● Written exercise
Copy word for word everything from the line containing "Someone claims the seed head is visible here." down to the line containing "[384,4,626,198]", including both of those lines. Leave the pictures out of your copy.

** START Exercise materials **

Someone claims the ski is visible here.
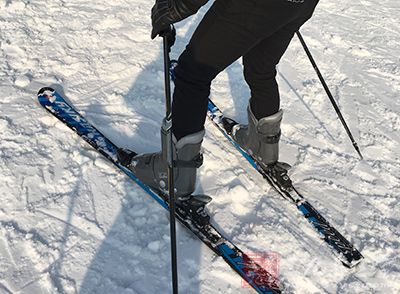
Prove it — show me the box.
[38,87,282,294]
[208,99,363,268]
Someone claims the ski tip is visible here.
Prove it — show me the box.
[38,87,54,96]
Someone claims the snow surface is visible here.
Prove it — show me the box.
[0,0,400,294]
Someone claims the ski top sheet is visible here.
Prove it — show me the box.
[38,87,282,294]
[208,99,363,268]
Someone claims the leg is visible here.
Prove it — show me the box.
[172,0,303,140]
[243,1,318,119]
[232,1,318,167]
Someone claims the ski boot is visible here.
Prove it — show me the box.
[118,121,204,199]
[230,103,292,190]
[232,103,283,168]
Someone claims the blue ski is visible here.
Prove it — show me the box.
[208,99,363,268]
[38,87,282,294]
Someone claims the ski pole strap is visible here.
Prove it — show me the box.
[260,130,282,144]
[174,153,203,168]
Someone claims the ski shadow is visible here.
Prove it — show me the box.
[79,15,209,294]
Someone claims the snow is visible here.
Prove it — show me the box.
[0,0,400,294]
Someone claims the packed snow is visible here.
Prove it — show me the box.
[0,0,400,294]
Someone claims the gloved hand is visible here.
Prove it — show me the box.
[151,0,208,39]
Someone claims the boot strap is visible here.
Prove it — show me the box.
[174,153,203,168]
[261,131,281,144]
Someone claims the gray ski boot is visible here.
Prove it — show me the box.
[118,121,205,200]
[232,103,283,168]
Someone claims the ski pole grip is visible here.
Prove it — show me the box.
[160,24,176,52]
[161,118,173,168]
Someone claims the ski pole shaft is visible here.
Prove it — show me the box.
[296,31,363,159]
[162,26,178,294]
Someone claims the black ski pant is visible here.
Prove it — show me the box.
[172,0,318,140]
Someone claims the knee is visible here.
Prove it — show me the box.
[175,49,218,88]
[244,67,277,90]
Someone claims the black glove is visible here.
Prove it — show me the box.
[151,0,208,39]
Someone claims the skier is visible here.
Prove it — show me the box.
[119,0,319,200]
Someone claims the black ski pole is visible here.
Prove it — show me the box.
[161,25,178,294]
[296,31,363,159]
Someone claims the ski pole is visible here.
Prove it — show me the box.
[296,31,363,159]
[160,25,178,294]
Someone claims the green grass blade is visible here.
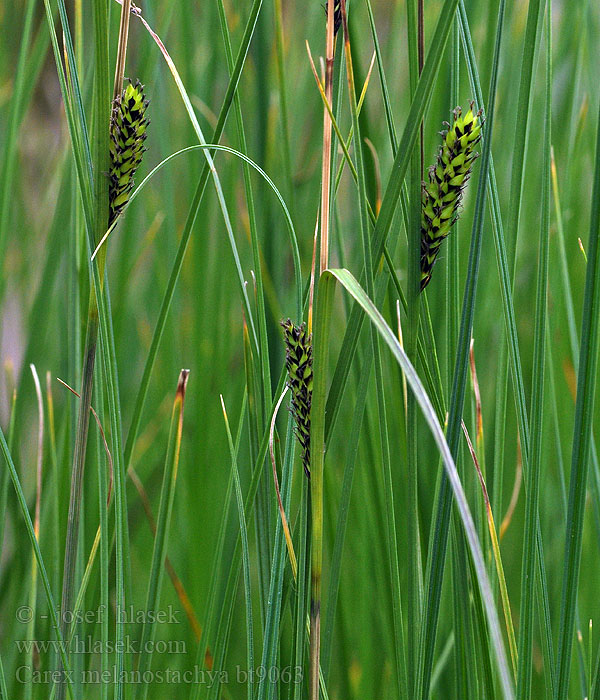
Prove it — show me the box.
[517,5,552,698]
[137,369,189,699]
[554,97,600,700]
[321,270,514,698]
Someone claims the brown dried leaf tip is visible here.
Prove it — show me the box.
[281,318,313,477]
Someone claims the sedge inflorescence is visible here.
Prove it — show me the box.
[108,80,149,226]
[421,103,482,291]
[281,318,313,476]
[324,0,342,36]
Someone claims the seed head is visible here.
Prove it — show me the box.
[281,318,313,477]
[323,0,342,36]
[421,102,482,291]
[108,80,149,226]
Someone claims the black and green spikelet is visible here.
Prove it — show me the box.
[281,318,313,476]
[421,103,481,291]
[108,80,149,226]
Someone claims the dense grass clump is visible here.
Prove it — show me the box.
[0,0,600,700]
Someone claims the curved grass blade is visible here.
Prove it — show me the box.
[322,270,514,699]
[123,0,262,476]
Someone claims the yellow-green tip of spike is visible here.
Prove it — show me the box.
[108,80,149,226]
[421,102,482,291]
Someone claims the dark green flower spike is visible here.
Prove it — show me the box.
[108,80,149,227]
[323,0,342,36]
[281,318,313,476]
[421,103,482,291]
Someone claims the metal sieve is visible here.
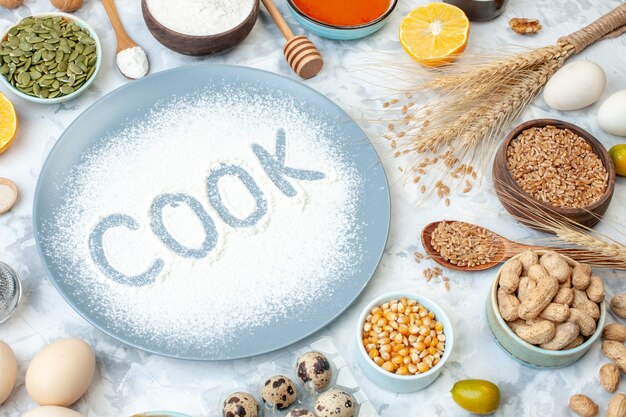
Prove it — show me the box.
[0,262,22,323]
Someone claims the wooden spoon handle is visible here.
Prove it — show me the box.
[102,0,136,52]
[260,0,294,41]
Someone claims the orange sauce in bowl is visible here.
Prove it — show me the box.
[293,0,391,26]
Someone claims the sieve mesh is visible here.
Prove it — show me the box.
[0,262,21,323]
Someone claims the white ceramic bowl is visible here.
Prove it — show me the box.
[356,291,454,393]
[0,12,102,104]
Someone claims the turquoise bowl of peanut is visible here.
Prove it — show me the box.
[486,250,606,368]
[356,292,454,393]
[0,12,102,104]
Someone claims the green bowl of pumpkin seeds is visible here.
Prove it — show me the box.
[0,12,102,104]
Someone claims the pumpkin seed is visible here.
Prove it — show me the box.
[0,16,98,98]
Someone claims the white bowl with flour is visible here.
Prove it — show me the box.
[142,0,259,55]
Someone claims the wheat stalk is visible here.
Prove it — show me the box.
[492,181,626,270]
[384,4,626,198]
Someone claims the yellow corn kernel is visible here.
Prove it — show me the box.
[385,311,398,321]
[417,362,430,373]
[396,366,409,375]
[382,361,396,372]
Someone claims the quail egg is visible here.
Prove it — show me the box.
[222,392,259,417]
[315,389,356,417]
[261,375,298,410]
[296,352,333,391]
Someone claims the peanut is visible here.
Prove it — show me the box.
[602,323,626,343]
[539,321,580,350]
[528,264,550,282]
[568,394,598,417]
[562,335,585,350]
[600,363,626,392]
[517,249,539,275]
[611,293,626,319]
[500,259,522,294]
[602,340,626,373]
[517,277,537,301]
[518,265,559,320]
[606,392,626,417]
[498,288,520,321]
[586,275,604,303]
[539,303,569,323]
[539,252,572,283]
[568,308,596,337]
[509,320,556,345]
[554,287,574,306]
[572,264,591,290]
[572,289,600,320]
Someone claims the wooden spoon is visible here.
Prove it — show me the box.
[261,0,324,80]
[422,220,594,272]
[102,0,147,80]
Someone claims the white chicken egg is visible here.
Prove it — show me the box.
[0,340,17,404]
[22,405,83,417]
[543,61,606,110]
[26,339,96,407]
[598,90,626,136]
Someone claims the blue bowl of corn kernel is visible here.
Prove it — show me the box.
[356,292,454,393]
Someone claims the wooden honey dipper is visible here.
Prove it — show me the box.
[261,0,324,80]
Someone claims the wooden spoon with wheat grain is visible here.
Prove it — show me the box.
[422,220,612,272]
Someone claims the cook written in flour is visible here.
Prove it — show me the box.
[43,89,367,354]
[89,129,325,287]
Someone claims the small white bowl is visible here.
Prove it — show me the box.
[356,291,454,393]
[0,12,102,104]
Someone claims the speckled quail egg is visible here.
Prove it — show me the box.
[222,392,259,417]
[285,408,315,417]
[296,352,333,391]
[315,389,356,417]
[261,375,298,410]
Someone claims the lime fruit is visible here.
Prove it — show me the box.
[451,379,500,415]
[609,143,626,177]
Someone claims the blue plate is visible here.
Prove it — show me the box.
[33,65,390,360]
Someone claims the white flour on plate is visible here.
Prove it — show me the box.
[45,91,363,352]
[147,0,254,36]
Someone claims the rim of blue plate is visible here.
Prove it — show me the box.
[287,0,398,30]
[32,63,391,362]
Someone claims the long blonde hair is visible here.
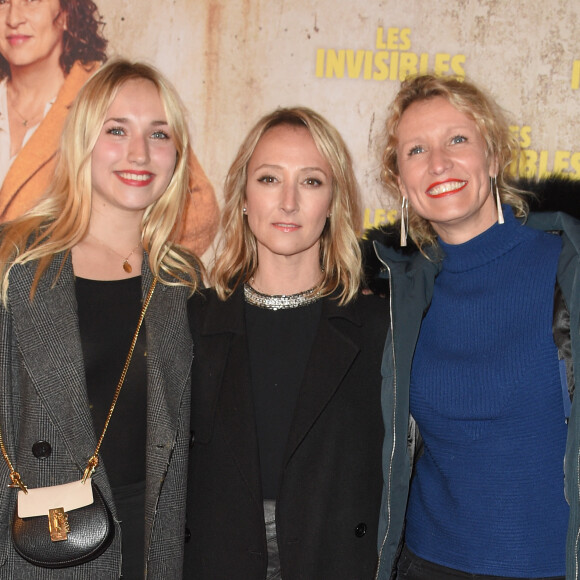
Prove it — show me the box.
[0,59,199,305]
[210,107,361,304]
[381,74,528,248]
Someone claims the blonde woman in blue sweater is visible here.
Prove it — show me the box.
[377,75,580,580]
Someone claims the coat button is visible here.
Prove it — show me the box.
[32,441,52,459]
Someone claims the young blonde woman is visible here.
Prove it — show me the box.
[184,108,388,580]
[0,60,197,580]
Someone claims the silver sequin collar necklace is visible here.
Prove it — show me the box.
[244,284,320,310]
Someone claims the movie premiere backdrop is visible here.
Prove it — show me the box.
[15,0,580,260]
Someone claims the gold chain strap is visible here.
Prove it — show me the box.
[0,277,157,493]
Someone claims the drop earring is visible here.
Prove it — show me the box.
[489,176,504,224]
[401,197,409,246]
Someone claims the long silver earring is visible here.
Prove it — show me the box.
[489,175,504,224]
[401,197,409,246]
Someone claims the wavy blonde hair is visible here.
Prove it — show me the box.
[381,74,528,249]
[210,107,361,304]
[0,59,200,305]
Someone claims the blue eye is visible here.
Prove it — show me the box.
[258,175,276,183]
[408,145,424,155]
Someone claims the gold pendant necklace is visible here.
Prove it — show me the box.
[89,234,141,274]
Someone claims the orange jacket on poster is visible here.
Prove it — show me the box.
[0,62,219,256]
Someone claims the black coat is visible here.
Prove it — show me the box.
[184,289,389,580]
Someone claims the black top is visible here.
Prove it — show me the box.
[75,276,147,577]
[245,300,322,499]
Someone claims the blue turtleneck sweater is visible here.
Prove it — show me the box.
[406,207,568,578]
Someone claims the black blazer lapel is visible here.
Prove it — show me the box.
[284,298,361,464]
[190,289,261,503]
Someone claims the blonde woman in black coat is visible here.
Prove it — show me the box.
[184,108,388,580]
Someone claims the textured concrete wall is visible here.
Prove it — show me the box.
[98,0,580,237]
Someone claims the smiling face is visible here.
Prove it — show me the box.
[0,0,66,68]
[397,97,497,244]
[91,79,177,220]
[246,125,332,271]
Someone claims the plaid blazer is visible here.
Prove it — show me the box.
[0,255,193,580]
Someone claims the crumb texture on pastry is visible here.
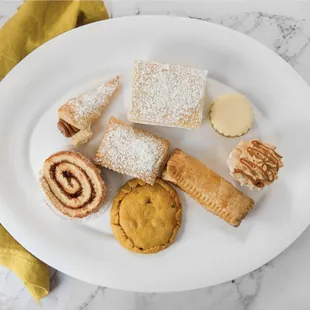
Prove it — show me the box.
[40,151,106,218]
[94,117,170,184]
[128,60,207,128]
[111,178,182,254]
[58,75,120,146]
[163,149,254,226]
[227,139,284,190]
[210,93,254,137]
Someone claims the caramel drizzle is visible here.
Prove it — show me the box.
[234,140,282,188]
[49,160,96,210]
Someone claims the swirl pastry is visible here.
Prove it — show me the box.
[40,151,106,218]
[227,140,283,190]
[57,75,119,146]
[163,149,254,227]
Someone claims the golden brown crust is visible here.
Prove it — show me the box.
[58,75,119,146]
[111,178,182,254]
[40,151,106,218]
[163,149,254,227]
[94,116,170,184]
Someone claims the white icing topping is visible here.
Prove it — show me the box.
[128,61,207,128]
[210,93,254,136]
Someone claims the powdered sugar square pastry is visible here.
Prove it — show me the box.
[162,149,254,226]
[94,117,170,185]
[58,75,119,146]
[128,60,207,128]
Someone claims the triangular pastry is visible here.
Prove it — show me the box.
[58,75,119,146]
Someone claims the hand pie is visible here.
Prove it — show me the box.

** END Exercise materials **

● Exercise output
Someone claims the seed head is visible here.
Prove it — show me the box.
[281,318,313,477]
[323,0,342,36]
[421,102,482,291]
[108,80,149,226]
Someone claims the black and green spikelet is visible here.
Prove it — show me the box.
[281,318,313,476]
[421,103,481,291]
[108,80,149,226]
Someone claims the dense grass clump is visible here.
Prove it — show me the box.
[0,0,600,700]
Someone claims the curved grass blade is visible here.
Prove it — show me the box.
[322,270,514,699]
[123,0,262,476]
Someone claims the yellow-green tip of spike is visible here.
Prove it — show me the box.
[108,80,149,226]
[421,102,482,291]
Someone claims the dark green flower spike is visible here.
Prove it — show me the box.
[108,80,149,227]
[323,0,342,36]
[281,318,313,476]
[421,103,482,291]
Someone claims the metal sieve is visible here.
Prove it — show me the box.
[0,262,22,323]
Someone claims the wooden spoon handle is visible here.
Prove it — show me the box.
[102,0,136,52]
[260,0,294,41]
Someone claims the orange sauce in bowl is visible here.
Prove it — show me the box.
[293,0,391,26]
Someone claims the sieve mesh is visible here.
Prove it — show me the box.
[0,262,21,323]
Someone claims the white ceramic bowl is visible here.
Prove it — show me the box.
[356,291,454,393]
[0,12,102,104]
Someone claims the turquoise bowl of peanut is visible here.
Prove it — show me the box.
[486,250,606,368]
[356,292,454,393]
[0,12,102,104]
Someone claims the green bowl of pumpkin seeds is visible here.
Prove it — show me the box.
[0,12,102,104]
Someone claims the pumpkin seed is visible here.
Prove it — show me the box.
[0,16,98,98]
Someone claims the white bowl with flour is visible here.
Prove it — show me the box.
[142,0,259,55]
Someone claims the wheat stalk is visible here.
Prove it — show me the box.
[492,181,626,270]
[384,4,626,198]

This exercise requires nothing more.